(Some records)
┌──
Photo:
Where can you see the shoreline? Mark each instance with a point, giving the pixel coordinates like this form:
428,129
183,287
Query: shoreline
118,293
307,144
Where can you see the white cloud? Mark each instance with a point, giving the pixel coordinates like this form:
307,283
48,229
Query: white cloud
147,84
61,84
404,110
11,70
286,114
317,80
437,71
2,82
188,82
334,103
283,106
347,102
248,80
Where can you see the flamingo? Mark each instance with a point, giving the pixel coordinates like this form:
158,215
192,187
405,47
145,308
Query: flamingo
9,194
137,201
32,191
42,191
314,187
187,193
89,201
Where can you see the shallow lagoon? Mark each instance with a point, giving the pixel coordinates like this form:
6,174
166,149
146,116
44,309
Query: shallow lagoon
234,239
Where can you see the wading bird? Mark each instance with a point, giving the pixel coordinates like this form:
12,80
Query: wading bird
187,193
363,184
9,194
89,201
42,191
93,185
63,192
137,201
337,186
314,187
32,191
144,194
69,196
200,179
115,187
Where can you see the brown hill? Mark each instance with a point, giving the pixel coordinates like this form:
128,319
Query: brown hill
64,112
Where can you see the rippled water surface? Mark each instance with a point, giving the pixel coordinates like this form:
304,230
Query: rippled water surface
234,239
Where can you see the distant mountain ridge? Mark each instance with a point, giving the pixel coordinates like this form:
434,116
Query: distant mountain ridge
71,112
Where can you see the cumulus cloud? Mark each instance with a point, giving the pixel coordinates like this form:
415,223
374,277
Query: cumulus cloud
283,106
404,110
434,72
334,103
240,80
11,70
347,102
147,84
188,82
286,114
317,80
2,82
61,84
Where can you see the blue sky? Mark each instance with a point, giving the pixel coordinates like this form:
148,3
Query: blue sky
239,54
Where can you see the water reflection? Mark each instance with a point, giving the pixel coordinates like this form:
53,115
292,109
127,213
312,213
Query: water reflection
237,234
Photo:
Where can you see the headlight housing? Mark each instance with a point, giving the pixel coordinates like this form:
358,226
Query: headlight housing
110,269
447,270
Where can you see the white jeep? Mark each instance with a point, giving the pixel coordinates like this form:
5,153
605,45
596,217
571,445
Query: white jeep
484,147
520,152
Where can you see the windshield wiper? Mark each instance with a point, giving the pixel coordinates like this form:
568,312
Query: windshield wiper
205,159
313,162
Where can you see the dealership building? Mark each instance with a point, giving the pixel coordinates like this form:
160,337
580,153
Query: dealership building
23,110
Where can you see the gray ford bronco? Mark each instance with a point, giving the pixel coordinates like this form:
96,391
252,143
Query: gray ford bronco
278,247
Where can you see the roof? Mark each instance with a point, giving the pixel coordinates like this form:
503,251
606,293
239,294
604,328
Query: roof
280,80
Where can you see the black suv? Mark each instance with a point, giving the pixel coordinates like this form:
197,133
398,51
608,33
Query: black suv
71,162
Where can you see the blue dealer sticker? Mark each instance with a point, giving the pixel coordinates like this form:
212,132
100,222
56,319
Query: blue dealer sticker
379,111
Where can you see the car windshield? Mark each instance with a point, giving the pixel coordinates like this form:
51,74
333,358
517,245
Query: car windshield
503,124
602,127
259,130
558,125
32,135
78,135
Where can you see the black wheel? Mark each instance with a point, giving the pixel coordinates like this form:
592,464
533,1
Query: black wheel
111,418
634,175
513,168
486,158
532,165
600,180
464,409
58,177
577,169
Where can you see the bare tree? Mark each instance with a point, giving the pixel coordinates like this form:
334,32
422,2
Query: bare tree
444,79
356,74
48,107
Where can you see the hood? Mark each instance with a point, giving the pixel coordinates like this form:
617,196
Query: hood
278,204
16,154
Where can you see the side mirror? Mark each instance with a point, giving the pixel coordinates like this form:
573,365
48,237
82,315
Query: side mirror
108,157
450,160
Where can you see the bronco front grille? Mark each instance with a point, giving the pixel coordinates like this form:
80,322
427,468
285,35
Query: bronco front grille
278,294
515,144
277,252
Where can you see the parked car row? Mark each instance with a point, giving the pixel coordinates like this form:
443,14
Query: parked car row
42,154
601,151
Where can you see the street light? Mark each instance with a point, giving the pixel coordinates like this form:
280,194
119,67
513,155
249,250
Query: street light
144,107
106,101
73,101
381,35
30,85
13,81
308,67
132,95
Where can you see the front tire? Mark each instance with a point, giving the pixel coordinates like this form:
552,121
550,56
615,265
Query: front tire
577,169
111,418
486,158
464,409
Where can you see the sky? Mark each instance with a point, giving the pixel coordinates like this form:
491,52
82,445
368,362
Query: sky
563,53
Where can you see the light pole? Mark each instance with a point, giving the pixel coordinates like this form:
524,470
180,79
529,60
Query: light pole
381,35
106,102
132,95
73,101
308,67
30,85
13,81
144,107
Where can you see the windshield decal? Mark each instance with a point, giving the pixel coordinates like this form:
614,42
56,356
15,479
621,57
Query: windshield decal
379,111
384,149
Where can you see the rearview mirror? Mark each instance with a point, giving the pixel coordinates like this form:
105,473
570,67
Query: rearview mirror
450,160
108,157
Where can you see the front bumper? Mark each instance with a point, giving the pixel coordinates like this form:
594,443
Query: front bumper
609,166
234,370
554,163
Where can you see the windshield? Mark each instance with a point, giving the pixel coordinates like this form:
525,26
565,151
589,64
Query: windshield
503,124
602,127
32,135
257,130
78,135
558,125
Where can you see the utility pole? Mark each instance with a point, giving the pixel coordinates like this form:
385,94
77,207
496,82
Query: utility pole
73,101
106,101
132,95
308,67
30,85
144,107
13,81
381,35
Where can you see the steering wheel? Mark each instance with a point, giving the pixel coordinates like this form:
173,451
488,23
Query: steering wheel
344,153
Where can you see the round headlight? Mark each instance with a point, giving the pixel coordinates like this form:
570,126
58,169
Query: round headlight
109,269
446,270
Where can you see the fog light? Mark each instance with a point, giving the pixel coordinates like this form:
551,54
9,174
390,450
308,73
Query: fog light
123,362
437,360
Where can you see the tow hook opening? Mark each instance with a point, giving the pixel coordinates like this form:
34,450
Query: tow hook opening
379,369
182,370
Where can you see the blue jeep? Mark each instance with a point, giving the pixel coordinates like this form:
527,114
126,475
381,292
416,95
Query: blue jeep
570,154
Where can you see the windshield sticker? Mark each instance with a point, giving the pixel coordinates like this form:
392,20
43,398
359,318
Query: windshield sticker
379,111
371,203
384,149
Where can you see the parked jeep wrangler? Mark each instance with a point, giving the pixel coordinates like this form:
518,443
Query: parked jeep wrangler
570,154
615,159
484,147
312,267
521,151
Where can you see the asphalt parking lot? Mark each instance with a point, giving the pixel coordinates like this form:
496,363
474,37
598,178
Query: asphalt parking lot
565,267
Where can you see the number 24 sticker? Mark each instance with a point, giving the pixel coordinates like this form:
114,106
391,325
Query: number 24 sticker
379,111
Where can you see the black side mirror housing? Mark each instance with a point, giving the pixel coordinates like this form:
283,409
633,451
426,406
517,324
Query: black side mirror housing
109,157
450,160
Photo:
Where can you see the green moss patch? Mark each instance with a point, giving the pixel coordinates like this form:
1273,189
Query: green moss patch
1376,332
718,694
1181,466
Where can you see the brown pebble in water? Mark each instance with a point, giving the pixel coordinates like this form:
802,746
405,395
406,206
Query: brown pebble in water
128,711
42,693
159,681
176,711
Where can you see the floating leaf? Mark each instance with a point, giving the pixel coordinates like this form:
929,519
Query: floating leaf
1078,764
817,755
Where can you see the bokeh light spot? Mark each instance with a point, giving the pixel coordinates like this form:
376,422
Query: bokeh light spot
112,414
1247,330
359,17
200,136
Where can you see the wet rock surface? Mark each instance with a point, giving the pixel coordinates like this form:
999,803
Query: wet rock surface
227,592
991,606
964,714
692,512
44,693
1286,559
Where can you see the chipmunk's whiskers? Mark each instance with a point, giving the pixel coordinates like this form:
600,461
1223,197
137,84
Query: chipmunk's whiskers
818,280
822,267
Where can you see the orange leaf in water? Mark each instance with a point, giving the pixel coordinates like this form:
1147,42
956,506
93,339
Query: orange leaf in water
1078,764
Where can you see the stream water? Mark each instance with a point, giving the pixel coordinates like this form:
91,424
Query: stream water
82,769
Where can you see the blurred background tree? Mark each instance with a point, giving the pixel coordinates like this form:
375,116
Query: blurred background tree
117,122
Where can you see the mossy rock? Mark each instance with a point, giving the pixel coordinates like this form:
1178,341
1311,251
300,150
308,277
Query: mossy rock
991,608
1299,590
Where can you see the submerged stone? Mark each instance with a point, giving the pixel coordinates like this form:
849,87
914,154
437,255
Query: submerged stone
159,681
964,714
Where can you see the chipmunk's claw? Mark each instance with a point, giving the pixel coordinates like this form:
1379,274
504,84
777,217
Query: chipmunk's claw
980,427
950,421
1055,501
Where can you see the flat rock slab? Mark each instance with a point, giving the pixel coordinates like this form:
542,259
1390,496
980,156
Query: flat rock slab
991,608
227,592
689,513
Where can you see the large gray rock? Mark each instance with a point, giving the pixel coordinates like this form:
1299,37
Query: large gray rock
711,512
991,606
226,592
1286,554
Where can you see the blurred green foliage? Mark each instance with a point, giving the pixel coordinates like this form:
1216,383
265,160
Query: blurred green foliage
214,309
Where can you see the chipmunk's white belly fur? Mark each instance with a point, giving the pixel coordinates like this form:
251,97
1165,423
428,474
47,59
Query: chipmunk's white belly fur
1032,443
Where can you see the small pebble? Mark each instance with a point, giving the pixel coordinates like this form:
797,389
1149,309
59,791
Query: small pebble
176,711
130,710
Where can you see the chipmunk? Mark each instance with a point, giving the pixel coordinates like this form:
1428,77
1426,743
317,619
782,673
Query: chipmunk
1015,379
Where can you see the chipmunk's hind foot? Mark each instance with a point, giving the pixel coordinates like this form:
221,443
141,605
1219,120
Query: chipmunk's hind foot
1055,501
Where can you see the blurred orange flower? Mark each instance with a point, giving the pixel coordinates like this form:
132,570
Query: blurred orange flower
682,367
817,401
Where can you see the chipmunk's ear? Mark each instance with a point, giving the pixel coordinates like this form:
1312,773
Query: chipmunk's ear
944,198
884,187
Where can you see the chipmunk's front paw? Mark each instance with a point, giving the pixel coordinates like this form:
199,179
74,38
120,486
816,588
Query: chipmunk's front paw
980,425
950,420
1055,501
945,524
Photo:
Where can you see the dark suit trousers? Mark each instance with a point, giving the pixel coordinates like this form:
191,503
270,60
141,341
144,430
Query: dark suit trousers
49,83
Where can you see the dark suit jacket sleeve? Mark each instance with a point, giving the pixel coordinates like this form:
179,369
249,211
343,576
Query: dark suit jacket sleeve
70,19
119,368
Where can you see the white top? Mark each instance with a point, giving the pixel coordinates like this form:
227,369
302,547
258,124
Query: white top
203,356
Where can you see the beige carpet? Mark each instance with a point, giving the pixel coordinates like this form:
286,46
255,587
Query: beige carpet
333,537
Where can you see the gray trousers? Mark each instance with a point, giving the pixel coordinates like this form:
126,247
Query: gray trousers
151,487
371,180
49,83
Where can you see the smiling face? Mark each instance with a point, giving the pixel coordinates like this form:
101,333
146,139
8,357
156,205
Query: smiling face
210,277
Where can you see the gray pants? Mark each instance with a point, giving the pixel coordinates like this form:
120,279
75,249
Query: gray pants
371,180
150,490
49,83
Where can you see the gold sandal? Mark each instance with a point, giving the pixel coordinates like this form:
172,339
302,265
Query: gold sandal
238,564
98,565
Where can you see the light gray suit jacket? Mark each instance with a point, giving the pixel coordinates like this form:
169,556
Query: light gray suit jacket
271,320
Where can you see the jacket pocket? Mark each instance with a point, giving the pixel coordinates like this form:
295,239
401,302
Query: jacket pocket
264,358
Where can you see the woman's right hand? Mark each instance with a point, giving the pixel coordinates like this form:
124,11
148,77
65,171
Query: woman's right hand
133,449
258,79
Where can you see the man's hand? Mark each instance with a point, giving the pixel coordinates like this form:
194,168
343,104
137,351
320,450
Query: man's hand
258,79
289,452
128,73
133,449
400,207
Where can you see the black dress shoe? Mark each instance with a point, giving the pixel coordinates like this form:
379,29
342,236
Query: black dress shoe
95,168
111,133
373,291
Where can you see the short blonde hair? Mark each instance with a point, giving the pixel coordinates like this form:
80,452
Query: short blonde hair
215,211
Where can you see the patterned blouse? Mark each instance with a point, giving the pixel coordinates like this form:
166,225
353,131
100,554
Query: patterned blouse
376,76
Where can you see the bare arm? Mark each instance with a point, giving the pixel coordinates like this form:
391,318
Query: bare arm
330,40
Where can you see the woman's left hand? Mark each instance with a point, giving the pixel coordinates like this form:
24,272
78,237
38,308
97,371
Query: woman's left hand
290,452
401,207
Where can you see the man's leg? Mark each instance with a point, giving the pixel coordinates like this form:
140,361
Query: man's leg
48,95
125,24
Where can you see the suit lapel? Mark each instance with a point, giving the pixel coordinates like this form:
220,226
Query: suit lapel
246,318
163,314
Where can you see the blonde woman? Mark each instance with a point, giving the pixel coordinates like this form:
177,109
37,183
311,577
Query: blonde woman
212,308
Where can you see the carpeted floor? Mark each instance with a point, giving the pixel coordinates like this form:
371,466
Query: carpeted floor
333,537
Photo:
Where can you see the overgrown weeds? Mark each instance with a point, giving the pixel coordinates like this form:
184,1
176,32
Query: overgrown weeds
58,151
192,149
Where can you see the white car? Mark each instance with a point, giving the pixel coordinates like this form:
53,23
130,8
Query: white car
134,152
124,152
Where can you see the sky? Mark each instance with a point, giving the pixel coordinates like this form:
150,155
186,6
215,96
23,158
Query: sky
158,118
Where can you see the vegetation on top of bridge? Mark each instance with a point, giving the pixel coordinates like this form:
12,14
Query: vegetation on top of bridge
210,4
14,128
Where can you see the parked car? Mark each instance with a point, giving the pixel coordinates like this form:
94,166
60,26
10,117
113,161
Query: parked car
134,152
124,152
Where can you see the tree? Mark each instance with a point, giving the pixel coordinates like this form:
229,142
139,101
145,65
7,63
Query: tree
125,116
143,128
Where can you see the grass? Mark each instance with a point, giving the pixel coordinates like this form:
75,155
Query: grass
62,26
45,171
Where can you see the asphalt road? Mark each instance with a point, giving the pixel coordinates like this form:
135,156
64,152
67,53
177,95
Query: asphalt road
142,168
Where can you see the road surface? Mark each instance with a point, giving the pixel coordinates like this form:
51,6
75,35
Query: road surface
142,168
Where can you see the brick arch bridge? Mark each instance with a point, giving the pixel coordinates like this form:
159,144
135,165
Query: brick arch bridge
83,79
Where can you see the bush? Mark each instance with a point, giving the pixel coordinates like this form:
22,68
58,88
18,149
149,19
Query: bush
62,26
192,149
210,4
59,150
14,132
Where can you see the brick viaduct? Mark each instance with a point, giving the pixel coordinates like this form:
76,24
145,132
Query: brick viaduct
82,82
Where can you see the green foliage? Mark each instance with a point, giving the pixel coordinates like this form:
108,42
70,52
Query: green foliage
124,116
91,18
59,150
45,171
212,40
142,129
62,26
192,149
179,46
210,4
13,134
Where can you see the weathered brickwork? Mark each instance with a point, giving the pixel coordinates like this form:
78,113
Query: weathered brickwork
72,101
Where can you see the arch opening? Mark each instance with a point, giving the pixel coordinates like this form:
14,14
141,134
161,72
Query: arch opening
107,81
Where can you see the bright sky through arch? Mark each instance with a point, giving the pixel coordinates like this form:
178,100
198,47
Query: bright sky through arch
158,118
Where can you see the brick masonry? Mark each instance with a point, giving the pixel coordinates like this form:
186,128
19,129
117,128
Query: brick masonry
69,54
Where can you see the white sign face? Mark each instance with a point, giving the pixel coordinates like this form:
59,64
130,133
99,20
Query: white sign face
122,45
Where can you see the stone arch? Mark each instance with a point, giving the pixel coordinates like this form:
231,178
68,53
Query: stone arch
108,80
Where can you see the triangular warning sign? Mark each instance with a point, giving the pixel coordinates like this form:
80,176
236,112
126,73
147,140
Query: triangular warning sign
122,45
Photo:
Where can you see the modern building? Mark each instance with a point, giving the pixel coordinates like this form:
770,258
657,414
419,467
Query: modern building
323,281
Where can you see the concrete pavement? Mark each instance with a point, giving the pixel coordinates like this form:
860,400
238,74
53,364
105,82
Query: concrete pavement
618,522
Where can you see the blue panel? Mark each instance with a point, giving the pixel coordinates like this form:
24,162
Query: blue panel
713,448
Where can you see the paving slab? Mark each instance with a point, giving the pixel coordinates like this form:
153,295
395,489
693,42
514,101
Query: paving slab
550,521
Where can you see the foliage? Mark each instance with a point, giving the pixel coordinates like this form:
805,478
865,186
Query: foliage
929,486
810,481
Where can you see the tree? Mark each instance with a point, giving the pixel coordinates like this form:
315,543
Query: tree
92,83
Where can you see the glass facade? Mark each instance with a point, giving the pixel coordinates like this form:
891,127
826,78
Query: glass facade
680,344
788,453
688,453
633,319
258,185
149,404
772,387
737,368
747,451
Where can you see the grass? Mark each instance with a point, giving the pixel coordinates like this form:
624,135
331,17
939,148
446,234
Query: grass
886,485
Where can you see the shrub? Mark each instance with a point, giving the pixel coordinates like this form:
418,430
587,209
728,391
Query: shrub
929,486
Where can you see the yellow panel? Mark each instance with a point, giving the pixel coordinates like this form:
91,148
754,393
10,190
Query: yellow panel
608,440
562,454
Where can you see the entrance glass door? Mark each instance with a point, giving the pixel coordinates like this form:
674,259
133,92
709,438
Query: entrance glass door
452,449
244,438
└──
→ **Given task**: Reproduce the data word for word, from the line that contains "Where can you see the shrub?" through the last line of the data, including both of those lines.

→ **Solved exercise**:
Where can you see the shrub? Mark each instance with a point, giving the pixel coordinates like this form:
418,430
587,209
728,391
Query: shrub
929,486
Where can you see the yellow panel? Mark each instance with a point, giving the pixel coordinates like this form:
91,148
754,393
10,190
Query: yellow panel
608,440
562,454
Where can you see the entrance glass door? Mark each instance with a point, giving the pixel coordinates like this form:
674,259
133,92
709,438
Query: entrance glass door
452,449
244,438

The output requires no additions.